-- Reading passage start --
The Port Huron Pirates were a professional indoor football team based in Port Huron, Michigan. The team was a charter member of the Great Lakes Indoor Football League (GLIFL) joining the league in 2006 as an expansion team. The Pirates were the first professional indoor football team to be based in Port Huron. They played their home games at McMorran Arena in Port Huron, Michigan.

The Pirates are the only team to never lose a regular season game in the history of the Continental Indoor Football League, going 22–0 for the only two years that the team existed.

Franchise history

2006
In their inaugural season, Pirates owner hired Brian Hug to be the head coach. the Pirates went undefeated (10–0), defeated the Battle Creek Crunch in the semifinals, and won the inaugural Great Lakes Bowl I 40–34 over the Rochester Raiders, with RB Rayshawn Askew winning the game's MVP title. Over 2,500 fans witnessed the game, marking one of the biggest crowds to watch a sporting event at McMorran Place. Adding some more great news was the fact that QB Shane Franzer was named the inaugural GLIFL MVP of the All-Star game and Rayshawn Askew was named the inaugural GLIFL Running Back of the Year.

Standings

2007
After the season, head coach Brian Hug left the Pirates to become head coach of the Pahrump Valley High School football team. The Pirates went on to promote assistant Karl Featherstone as their new head coach. In March 2007, Hug was hired by the Las Vegas Gladiators as an assistant offensive/defensive line coach. Featherstone got the team off to a fast start as they defeated the Miami Valley Silverbacks, 54–7, en route to another perfect regular season.

Unfortunately, at halftime of the May 26 game against Marion, in front of an announced crowd of 1,216 fans, the team announced this would be their final season in Port Huron, as they could no longer pay the bills with such lackluster attendance. Speculated relocation cities included Binghamton, New York, Flint, Michigan, and one other Michigan city.
-- Reading passage end --
Exercises:
[a] Please answer these questions about the Port Huron Pirates article:
(i) In which arena did the team play its home games?
(ii) Which player was named MVP of Great Lakes Bowl I?
(iii) What team hired Brian Hug in March 2007, and in what role?
[b] Write a continuation of the Port Huron Pirates article, picking up after its final sentence.
-- Dataset content start --
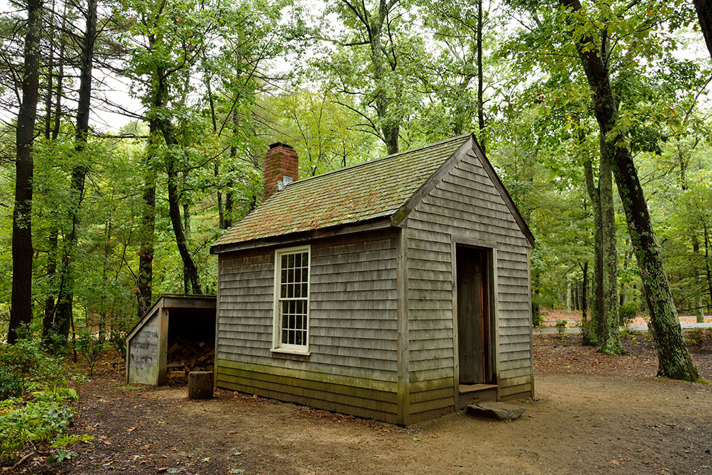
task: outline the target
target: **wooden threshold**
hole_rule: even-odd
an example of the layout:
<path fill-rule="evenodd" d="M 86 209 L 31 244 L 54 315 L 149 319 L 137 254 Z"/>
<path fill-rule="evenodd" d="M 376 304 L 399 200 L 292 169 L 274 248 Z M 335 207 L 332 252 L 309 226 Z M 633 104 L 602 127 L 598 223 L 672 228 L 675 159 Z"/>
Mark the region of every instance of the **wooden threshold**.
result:
<path fill-rule="evenodd" d="M 466 395 L 478 391 L 497 389 L 497 385 L 460 385 L 460 394 Z"/>

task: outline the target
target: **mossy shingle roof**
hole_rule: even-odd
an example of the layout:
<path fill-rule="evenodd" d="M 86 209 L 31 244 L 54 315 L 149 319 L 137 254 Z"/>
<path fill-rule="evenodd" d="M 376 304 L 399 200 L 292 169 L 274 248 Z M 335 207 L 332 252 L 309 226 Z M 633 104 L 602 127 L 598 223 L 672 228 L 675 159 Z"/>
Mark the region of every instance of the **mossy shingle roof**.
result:
<path fill-rule="evenodd" d="M 291 183 L 213 246 L 391 216 L 469 138 L 457 137 Z"/>

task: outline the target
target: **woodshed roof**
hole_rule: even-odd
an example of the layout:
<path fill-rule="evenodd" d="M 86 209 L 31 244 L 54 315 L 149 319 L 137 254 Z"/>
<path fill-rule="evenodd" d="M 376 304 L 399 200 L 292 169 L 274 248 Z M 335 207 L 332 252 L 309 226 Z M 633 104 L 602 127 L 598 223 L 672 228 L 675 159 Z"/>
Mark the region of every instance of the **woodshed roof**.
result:
<path fill-rule="evenodd" d="M 211 250 L 220 252 L 231 244 L 392 216 L 471 138 L 478 147 L 468 134 L 290 183 L 215 241 Z M 505 201 L 511 202 L 504 193 Z"/>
-- Dataset content end --
Outputs:
[a]
(i) McMorran Arena in Port Huron, Michigan.
(ii) RB Rayshawn Askew.
(iii) The Las Vegas Gladiators hired him as an assistant offensive/defensive line coach.

[b]
Afterwards, the team announced they would be playing their playoff games at the Perani Arena and Event Center in Flint, Michigan. They were using the playoffs as a test of the arena and the city of Flint for potential relocation.  They then renamed themselves The Michigan Pirates for the rest of the season. 

After winning their first 26 games, the team finally met their Waterloo in the 2007 CIFL Indoor Championship Game, losing to long-time rival Rochester Raiders by a score of 37–27 at Rochester's Blue Cross Arena.

After an offseason of uncertainty regarding whether the team would return, the CIFL moved the Port Huron Pirates from the "Active Teams" section of their message board to the "Defunct Teams" section of their message board, indicating the team has left the league. It was later confirmed by league officials that The Pirates were no more, as Peter Norager sold the team to the owner of Perani Arena and the team was renamed the Flint Phantoms.

Schedule

Standings

Logos and uniforms
The logo featured a fierce pirate, symbolic of the surrounding Great Lake Huron. In the background is a depiction of the Fort Gratiot Lighthouse.

Players of note

Roster

Awards and honors
The following is a list of all Port Huron/Michigan Pirates players who won GLIFL/CIFL Awards.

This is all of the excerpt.